WHAT YOU SHOULD DO> Present the lines below, between the line holding "Expected: for every instance of the electrical" and the line holding "x=418 y=256", inclusive, as a Markdown table with the columns Row and Line. Number the rows and leave out any blank lines.

INPUT>
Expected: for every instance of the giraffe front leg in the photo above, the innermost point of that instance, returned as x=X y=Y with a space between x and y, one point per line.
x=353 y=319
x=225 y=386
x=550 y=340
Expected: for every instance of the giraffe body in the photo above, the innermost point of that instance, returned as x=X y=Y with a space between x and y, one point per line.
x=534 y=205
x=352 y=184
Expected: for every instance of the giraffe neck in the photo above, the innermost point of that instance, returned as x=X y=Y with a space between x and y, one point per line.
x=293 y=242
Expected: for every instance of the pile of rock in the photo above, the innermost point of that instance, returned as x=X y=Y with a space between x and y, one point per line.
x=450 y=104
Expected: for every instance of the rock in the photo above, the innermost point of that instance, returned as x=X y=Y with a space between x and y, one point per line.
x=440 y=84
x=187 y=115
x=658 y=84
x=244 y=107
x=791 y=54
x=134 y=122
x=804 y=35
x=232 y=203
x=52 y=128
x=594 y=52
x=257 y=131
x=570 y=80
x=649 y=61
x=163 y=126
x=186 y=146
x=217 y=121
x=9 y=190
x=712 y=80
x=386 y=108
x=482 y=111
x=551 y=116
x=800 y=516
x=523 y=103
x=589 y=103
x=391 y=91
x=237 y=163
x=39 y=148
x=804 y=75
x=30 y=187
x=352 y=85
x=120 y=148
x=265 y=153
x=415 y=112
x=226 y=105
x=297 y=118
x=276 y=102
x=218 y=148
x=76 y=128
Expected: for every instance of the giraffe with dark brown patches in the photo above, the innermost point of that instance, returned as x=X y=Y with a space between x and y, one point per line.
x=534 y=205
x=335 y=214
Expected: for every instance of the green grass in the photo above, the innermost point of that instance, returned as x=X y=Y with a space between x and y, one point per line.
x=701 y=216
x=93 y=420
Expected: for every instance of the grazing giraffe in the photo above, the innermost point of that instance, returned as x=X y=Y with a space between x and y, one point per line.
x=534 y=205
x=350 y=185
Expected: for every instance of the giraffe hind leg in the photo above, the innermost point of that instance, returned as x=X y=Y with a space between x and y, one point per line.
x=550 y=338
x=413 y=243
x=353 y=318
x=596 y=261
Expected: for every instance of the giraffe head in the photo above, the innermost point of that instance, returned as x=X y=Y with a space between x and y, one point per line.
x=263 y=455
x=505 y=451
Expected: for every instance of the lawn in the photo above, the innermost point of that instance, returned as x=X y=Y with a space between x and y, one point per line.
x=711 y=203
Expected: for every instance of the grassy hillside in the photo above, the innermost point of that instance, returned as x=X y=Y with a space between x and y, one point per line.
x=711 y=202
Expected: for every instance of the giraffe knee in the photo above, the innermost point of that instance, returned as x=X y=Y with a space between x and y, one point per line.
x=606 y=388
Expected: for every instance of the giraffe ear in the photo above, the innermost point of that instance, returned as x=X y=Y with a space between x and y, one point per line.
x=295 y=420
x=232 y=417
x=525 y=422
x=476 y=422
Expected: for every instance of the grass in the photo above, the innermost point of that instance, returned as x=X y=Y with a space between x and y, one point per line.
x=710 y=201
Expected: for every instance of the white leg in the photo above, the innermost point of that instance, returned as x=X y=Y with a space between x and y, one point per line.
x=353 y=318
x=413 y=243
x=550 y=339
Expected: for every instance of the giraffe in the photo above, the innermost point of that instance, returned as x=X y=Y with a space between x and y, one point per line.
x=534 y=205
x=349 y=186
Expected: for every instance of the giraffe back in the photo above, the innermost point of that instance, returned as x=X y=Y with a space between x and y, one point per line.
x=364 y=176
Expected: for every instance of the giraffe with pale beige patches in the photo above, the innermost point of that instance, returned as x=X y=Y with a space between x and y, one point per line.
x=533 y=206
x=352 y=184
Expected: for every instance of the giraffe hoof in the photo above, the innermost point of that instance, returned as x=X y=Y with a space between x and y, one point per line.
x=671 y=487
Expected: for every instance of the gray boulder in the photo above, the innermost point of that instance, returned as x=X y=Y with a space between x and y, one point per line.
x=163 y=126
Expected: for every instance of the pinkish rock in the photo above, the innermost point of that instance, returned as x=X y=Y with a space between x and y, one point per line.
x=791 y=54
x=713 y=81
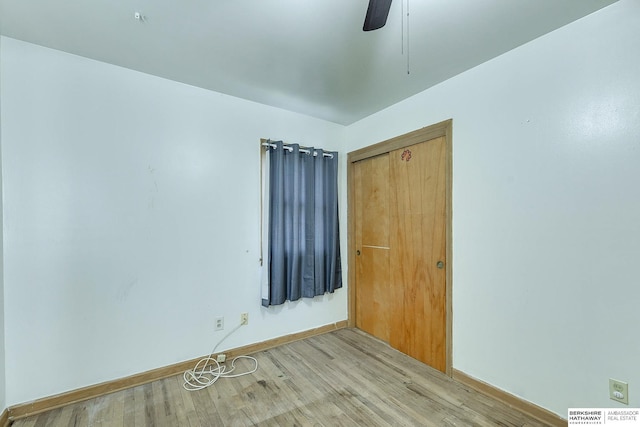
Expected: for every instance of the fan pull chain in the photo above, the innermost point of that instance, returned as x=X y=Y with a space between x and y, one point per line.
x=408 y=62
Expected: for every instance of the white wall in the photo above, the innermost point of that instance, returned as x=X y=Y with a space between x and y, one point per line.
x=3 y=399
x=546 y=221
x=132 y=221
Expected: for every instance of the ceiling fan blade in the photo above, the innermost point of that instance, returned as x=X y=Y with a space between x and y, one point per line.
x=377 y=13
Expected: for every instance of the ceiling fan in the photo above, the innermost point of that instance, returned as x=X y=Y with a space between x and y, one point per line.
x=377 y=13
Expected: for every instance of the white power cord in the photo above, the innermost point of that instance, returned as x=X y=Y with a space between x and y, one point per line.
x=206 y=373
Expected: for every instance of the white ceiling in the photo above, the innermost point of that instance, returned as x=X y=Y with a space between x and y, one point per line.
x=306 y=56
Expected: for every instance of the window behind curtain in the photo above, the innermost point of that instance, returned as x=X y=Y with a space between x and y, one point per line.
x=302 y=245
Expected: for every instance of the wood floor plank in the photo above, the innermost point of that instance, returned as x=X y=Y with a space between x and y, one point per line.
x=344 y=378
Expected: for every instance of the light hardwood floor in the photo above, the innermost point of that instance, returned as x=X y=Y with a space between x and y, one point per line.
x=342 y=378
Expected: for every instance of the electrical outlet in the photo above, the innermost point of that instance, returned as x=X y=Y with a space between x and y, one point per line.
x=619 y=391
x=219 y=323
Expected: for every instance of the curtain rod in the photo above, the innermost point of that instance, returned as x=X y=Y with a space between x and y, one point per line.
x=302 y=150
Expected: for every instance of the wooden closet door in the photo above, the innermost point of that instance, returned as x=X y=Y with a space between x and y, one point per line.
x=373 y=292
x=400 y=227
x=418 y=256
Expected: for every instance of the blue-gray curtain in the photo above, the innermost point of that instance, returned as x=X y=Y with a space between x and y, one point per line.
x=303 y=232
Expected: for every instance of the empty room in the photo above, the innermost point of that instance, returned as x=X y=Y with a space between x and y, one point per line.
x=348 y=212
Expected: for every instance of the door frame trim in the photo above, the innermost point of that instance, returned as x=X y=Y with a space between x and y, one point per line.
x=444 y=128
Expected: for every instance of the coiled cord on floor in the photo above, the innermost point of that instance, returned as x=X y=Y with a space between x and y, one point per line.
x=207 y=371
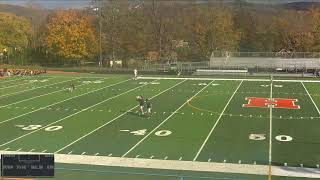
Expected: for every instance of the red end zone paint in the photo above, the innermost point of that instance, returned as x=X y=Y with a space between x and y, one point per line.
x=275 y=103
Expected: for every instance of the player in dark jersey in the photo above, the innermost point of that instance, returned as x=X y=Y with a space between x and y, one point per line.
x=141 y=103
x=149 y=106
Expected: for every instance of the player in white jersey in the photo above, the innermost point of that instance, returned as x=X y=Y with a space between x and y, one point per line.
x=135 y=72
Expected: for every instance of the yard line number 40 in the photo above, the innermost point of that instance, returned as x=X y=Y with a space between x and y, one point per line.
x=144 y=131
x=261 y=137
x=35 y=127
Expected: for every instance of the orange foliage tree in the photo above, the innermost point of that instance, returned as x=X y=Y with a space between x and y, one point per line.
x=70 y=35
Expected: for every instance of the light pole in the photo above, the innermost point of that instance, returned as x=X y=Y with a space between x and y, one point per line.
x=100 y=36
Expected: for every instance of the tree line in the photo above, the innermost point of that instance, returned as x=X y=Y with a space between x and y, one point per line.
x=157 y=30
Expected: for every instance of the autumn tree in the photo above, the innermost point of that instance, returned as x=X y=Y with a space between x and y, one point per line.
x=69 y=35
x=14 y=31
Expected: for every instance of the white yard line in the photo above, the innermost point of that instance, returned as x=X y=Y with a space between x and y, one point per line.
x=151 y=132
x=63 y=101
x=215 y=125
x=21 y=84
x=180 y=165
x=82 y=110
x=12 y=80
x=310 y=98
x=29 y=89
x=270 y=134
x=41 y=94
x=227 y=79
x=114 y=119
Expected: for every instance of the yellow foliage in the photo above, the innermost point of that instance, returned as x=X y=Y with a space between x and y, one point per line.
x=70 y=35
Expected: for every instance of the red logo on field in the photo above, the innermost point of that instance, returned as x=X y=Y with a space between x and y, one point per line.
x=274 y=103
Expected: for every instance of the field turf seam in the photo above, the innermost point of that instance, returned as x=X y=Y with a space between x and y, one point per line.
x=10 y=119
x=71 y=115
x=216 y=123
x=82 y=137
x=165 y=120
x=34 y=97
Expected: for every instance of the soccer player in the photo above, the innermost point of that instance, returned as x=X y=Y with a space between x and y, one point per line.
x=149 y=106
x=72 y=87
x=135 y=72
x=141 y=104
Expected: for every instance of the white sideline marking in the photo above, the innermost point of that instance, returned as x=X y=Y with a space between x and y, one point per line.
x=62 y=101
x=70 y=115
x=115 y=118
x=310 y=98
x=38 y=95
x=270 y=134
x=151 y=132
x=182 y=165
x=215 y=125
x=202 y=79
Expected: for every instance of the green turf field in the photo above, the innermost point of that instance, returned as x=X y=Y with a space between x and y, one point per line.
x=248 y=124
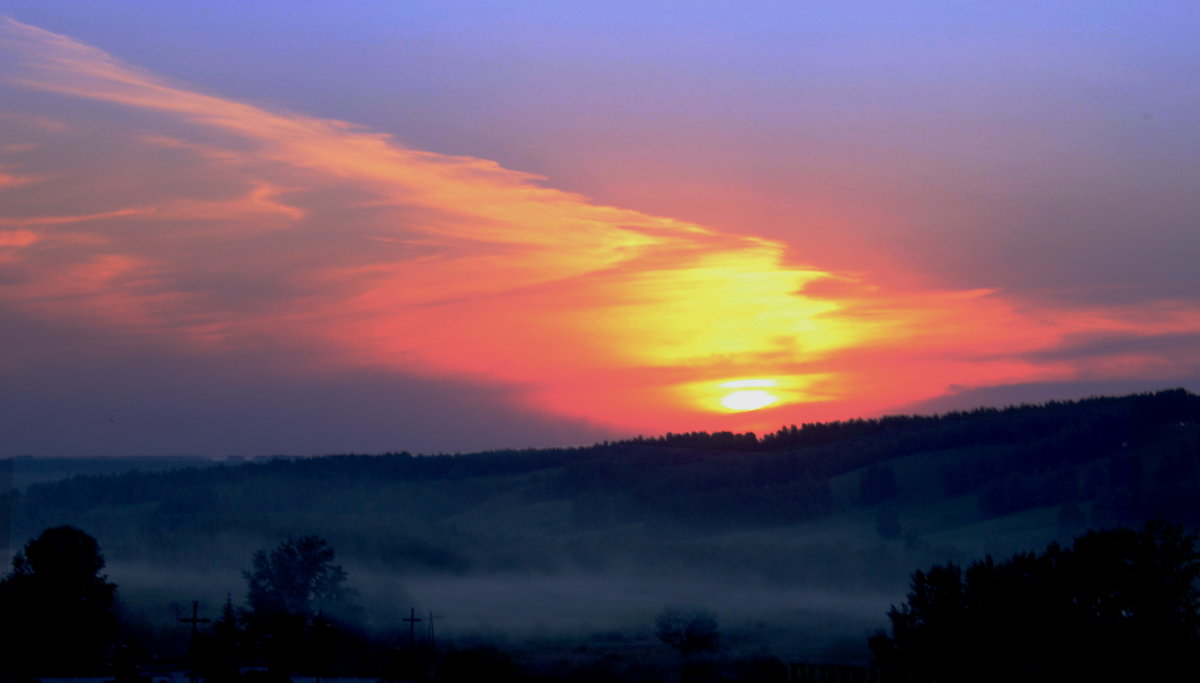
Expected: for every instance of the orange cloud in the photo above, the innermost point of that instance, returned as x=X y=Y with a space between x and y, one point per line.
x=229 y=226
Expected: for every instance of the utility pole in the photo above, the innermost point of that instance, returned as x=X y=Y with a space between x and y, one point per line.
x=195 y=621
x=412 y=625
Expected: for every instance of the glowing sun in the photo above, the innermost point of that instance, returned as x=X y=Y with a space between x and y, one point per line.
x=750 y=395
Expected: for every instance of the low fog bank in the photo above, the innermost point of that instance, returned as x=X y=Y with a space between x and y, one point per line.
x=520 y=610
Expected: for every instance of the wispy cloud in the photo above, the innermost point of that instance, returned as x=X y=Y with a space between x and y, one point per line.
x=205 y=223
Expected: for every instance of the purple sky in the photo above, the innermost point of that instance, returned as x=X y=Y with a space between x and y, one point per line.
x=936 y=205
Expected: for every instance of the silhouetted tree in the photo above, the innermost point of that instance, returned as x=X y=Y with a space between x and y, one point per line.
x=57 y=606
x=877 y=484
x=221 y=649
x=298 y=577
x=1119 y=603
x=295 y=593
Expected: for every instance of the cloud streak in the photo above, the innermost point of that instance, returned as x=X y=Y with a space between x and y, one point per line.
x=207 y=226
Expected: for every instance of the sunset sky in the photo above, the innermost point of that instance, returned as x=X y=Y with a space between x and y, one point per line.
x=315 y=227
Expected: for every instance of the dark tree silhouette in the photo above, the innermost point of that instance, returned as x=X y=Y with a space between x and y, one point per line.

PROBLEM SOLUTION>
| Row | Line |
|---|---|
| 1 | Expected: for every instance of the electrical outlet in the photo above, the innermost point of that instance, returned as x=X y=Y with a space between x and y, one point per line. |
| 2 | x=619 y=391 |
| 3 | x=219 y=323 |
| 4 | Expected: for every instance of the curtain rod in the photo above, the innermost point of that instance, returned as x=X y=Y with a space between x and y, one point per line. |
| 5 | x=302 y=150 |
| 6 | Expected: for every instance of the wooden closet door in the photo above, the innermost point of that instance, returned as x=X y=Y with a space between x and y, one point per line. |
| 7 | x=373 y=292 |
| 8 | x=400 y=227 |
| 9 | x=418 y=256 |